## WHAT YOU SHOULD DO
Collect every line in the rows below that contains the string "positive", and copy each of those lines in full.

## MATERIAL FOR THE TASK
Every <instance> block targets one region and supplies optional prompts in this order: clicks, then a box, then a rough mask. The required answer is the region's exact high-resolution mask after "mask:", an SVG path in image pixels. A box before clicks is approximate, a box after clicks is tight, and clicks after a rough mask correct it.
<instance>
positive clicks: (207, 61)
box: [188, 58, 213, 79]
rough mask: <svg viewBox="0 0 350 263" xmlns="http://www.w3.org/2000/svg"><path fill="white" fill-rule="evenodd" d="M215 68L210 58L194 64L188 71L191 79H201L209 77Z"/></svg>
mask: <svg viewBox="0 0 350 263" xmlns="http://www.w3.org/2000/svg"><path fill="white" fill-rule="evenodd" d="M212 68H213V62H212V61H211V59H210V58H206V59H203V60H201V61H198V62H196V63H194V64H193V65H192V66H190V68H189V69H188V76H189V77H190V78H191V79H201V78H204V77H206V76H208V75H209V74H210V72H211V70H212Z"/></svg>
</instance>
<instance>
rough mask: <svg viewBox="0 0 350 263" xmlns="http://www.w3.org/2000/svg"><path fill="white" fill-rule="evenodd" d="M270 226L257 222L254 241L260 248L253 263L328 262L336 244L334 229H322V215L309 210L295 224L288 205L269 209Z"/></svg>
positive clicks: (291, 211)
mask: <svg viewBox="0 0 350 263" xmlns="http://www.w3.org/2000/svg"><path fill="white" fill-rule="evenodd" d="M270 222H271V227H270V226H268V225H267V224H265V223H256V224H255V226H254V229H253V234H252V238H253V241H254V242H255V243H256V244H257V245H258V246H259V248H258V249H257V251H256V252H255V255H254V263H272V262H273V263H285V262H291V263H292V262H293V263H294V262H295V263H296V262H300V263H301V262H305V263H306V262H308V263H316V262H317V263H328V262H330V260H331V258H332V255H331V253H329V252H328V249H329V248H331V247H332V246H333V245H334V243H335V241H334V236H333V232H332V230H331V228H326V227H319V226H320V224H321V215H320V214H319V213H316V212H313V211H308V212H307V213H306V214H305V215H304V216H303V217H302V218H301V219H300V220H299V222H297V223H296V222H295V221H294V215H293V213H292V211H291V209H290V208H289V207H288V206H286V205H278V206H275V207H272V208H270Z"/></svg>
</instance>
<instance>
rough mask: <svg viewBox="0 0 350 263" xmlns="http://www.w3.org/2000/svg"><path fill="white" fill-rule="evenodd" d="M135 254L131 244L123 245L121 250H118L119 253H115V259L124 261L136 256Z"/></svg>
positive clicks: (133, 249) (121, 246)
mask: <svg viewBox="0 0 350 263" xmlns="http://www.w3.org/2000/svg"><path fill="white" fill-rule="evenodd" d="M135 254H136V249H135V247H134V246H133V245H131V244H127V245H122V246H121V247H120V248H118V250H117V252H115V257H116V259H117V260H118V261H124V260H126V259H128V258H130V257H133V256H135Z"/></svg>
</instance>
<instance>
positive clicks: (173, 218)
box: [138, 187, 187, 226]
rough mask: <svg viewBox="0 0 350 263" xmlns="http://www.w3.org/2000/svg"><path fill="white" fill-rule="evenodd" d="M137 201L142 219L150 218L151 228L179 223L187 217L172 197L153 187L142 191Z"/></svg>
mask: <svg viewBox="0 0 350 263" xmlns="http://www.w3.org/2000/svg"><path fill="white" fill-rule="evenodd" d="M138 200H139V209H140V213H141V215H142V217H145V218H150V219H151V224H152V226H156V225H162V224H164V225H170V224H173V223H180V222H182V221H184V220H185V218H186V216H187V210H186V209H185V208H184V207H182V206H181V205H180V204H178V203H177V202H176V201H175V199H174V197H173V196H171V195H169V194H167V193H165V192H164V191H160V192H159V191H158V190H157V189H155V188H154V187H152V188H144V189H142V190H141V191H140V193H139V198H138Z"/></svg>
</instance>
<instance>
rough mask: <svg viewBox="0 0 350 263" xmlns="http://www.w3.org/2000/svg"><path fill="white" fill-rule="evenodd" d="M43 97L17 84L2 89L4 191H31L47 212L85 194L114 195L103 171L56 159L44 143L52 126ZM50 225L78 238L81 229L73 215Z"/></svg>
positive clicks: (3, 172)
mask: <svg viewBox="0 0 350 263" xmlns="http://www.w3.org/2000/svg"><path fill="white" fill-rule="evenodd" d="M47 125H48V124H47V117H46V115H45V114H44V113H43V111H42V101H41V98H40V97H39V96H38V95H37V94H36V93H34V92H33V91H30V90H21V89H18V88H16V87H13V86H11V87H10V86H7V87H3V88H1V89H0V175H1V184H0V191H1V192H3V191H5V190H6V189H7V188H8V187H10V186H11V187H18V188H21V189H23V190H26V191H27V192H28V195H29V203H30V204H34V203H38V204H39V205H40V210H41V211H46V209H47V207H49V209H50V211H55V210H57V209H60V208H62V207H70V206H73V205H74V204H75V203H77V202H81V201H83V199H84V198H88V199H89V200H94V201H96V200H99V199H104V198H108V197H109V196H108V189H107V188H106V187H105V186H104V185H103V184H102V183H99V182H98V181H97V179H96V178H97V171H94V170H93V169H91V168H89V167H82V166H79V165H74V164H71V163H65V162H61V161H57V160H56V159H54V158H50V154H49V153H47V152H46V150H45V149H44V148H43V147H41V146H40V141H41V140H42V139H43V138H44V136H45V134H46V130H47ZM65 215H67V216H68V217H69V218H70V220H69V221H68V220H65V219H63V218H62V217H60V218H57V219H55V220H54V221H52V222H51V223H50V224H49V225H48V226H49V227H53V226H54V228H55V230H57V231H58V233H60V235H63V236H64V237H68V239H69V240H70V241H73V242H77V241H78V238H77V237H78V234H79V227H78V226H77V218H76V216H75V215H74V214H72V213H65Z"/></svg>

## WRITTEN ANSWER
positive clicks: (207, 61)
positive clicks: (291, 211)
positive clicks: (133, 249) (121, 246)
positive clicks: (173, 218)
positive clicks: (3, 172)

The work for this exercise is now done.